[Stored data entries]
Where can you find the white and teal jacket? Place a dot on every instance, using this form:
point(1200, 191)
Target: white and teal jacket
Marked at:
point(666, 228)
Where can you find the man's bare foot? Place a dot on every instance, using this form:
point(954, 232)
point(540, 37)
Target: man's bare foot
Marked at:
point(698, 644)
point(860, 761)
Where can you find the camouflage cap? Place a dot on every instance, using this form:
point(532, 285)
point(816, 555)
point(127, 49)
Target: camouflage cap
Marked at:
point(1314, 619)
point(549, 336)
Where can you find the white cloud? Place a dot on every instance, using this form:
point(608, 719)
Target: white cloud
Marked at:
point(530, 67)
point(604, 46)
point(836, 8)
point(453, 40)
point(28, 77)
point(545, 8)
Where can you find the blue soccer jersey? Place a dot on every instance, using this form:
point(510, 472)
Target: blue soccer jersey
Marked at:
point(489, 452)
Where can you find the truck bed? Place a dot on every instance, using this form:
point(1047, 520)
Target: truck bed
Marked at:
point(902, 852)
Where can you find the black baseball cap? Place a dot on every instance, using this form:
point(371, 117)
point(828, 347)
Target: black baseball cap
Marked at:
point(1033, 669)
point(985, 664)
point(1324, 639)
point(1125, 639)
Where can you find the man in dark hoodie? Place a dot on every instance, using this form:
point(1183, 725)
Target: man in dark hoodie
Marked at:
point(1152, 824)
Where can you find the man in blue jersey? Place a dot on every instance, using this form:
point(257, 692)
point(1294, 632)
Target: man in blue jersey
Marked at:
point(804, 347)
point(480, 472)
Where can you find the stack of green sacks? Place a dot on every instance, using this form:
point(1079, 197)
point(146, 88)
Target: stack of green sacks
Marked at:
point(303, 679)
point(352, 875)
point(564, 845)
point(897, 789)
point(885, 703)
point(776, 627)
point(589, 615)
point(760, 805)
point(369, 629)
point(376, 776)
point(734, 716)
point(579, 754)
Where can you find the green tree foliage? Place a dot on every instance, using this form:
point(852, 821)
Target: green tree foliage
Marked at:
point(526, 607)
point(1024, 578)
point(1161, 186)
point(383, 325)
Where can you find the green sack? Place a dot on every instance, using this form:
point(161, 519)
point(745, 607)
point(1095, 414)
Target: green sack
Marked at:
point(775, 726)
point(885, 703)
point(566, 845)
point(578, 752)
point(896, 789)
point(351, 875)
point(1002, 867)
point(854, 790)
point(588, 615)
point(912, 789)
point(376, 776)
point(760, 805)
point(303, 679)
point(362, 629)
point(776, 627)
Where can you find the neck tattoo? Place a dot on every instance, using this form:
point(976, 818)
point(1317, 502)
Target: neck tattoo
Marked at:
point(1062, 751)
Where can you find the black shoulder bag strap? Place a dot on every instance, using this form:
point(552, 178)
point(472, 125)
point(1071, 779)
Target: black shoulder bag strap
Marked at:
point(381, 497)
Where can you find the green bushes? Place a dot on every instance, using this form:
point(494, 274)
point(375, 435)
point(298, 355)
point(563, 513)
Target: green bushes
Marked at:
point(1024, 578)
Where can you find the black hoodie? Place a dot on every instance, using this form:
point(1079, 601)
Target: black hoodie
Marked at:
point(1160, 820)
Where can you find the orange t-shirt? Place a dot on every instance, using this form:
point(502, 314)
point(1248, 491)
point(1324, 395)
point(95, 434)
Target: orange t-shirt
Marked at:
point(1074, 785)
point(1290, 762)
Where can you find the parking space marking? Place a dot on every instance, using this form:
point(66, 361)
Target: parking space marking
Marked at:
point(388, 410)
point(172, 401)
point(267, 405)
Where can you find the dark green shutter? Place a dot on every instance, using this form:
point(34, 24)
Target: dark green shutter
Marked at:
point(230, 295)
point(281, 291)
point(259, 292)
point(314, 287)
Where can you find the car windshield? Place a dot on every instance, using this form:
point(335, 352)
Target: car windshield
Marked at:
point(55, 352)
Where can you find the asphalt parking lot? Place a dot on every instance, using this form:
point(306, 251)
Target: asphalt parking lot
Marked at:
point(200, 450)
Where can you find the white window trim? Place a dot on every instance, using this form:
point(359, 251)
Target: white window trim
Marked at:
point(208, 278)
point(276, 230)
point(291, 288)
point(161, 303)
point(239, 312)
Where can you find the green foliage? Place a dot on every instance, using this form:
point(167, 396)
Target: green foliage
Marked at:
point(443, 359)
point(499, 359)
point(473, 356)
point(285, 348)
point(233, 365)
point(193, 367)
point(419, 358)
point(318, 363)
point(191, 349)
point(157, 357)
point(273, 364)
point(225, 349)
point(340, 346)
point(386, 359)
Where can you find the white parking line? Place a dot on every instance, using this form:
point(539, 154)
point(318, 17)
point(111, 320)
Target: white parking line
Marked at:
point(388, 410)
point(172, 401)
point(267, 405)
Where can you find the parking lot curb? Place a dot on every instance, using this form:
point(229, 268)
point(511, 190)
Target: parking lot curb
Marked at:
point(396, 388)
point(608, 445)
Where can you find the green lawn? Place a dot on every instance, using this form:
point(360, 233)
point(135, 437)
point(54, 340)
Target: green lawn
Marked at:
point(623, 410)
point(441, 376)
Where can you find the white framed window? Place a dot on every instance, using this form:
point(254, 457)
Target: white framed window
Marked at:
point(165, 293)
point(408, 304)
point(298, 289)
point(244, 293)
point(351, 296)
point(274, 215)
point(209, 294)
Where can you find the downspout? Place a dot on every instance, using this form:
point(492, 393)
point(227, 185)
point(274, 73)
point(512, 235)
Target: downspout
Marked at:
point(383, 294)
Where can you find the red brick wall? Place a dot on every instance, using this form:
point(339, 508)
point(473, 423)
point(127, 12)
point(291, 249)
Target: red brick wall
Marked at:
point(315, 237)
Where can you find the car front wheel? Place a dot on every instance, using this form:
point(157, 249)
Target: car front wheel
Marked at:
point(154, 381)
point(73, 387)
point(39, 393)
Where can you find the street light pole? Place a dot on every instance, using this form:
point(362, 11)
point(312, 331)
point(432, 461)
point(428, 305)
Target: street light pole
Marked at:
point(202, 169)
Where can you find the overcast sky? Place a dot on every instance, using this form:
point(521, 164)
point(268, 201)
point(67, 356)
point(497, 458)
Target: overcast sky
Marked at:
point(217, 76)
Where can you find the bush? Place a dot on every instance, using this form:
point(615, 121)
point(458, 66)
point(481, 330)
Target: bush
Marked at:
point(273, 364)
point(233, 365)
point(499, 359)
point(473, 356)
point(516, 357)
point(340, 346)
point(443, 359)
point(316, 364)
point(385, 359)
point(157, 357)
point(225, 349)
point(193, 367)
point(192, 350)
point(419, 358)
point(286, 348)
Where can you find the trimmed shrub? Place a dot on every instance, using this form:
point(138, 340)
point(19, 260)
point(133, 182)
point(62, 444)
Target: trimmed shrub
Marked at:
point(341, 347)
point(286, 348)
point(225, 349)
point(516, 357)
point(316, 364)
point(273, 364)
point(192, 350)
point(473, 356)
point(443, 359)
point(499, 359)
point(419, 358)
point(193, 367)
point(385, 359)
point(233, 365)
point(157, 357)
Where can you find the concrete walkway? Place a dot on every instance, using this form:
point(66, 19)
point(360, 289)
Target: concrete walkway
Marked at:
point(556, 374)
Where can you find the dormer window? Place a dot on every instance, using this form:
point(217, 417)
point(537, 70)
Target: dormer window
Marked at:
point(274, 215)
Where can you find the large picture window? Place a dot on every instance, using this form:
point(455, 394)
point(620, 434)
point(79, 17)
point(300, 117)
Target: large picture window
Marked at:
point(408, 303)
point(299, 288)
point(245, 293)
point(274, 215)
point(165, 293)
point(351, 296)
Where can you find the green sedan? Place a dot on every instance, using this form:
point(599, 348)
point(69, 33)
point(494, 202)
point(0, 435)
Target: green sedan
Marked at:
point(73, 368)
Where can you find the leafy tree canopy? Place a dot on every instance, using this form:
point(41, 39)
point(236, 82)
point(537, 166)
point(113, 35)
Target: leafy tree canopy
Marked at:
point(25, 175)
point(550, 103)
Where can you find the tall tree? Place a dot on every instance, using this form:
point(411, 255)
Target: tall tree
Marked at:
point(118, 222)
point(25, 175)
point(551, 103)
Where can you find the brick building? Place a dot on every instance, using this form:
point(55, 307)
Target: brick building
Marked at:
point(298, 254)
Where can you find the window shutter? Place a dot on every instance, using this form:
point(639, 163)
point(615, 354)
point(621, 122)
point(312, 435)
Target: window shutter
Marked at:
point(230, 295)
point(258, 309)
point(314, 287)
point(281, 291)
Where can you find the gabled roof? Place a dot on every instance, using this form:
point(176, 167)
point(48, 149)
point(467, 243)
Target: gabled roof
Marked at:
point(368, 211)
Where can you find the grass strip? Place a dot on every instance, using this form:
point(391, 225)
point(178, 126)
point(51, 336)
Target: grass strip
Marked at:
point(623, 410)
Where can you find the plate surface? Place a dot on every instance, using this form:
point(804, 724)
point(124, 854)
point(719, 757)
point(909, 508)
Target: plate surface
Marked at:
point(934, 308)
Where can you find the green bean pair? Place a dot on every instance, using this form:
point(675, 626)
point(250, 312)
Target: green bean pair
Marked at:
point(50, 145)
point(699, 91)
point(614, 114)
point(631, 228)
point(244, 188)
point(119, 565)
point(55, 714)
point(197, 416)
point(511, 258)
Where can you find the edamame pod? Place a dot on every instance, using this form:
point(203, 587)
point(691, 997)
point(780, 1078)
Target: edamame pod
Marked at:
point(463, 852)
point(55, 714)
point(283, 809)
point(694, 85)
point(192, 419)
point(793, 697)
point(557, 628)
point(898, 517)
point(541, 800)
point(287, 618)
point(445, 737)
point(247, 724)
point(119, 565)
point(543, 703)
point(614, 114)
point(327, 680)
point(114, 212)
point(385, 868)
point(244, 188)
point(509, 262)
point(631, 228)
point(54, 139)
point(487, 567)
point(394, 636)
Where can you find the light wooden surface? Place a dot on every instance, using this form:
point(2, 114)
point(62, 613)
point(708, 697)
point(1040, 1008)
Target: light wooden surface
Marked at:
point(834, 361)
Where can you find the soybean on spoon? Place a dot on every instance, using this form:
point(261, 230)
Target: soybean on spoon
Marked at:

[The task] Where the data above reaches the line holding "Target: plate surface", begin printing, and stop after the line holding "Target: green bean pair". Each line must be reproduced exactly, with nothing else added.

[Completed exercise]
Target: plate surface
Marked at:
point(934, 308)
Where can you find the green bean pair? Place a dot on every instance, using this form:
point(675, 626)
point(250, 312)
Target: green bean pair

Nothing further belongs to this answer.